**Data for this exercise:**
_ _ _

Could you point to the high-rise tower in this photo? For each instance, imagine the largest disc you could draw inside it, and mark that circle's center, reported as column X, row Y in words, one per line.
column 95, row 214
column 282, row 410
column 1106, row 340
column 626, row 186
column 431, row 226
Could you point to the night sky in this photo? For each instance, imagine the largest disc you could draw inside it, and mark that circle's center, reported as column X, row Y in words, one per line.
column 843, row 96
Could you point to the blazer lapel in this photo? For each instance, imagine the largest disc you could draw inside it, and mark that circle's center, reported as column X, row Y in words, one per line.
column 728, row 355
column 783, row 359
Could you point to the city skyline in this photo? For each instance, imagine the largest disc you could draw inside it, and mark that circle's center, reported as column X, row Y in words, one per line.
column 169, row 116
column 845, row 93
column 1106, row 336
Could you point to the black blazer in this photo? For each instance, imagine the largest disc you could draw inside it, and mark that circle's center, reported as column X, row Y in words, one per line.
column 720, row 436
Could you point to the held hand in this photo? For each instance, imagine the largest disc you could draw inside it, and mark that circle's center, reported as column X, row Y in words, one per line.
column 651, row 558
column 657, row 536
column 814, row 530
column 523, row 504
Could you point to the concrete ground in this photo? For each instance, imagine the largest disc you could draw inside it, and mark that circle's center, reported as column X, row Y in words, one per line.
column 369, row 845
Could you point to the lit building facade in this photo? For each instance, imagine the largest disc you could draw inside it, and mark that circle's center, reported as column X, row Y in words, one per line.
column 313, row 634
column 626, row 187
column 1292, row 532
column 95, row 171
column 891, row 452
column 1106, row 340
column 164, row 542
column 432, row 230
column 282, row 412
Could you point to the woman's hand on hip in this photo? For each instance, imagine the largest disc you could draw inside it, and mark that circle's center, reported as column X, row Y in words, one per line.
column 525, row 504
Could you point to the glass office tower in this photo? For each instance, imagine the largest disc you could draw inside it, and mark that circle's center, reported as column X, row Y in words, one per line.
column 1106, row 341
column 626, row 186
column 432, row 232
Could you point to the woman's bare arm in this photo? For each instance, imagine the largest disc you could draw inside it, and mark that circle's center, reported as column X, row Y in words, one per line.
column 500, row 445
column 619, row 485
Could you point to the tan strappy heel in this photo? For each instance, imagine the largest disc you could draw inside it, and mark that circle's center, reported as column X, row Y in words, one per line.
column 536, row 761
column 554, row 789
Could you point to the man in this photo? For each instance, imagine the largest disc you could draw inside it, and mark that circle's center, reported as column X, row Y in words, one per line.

_ _ _

**The problem:**
Reproduce the records above from their start through the line containing "column 1106, row 336", substituting "circle" for each occurrence of "disc" and leaving all else unchanged.

**Answer to this problem:**
Could you point to the high-rise tower in this photo? For each instance, imagine the largest circle you could draw inside it, and mark that circle's center, reported as column X, row Y in words, one per line.
column 95, row 214
column 282, row 410
column 1106, row 340
column 626, row 186
column 431, row 226
Could you point to the night sky in this photo? For each instance, imagine the largest circle you could draw inside it, and mark that circle's center, reported as column X, row Y in words, one per line.
column 843, row 96
Could you point to the blazer lapel in this photo? For each instance, imagine the largest circle you could draw inside it, and mark that circle's center, reported as column X, row Y in words, one per line.
column 728, row 355
column 783, row 359
Could you point to the city skyline in this photo? For each instance, imagine the largest circle you could draw inside it, and mark that circle's center, reported as column X, row Y in words, one per line.
column 169, row 116
column 845, row 93
column 1106, row 336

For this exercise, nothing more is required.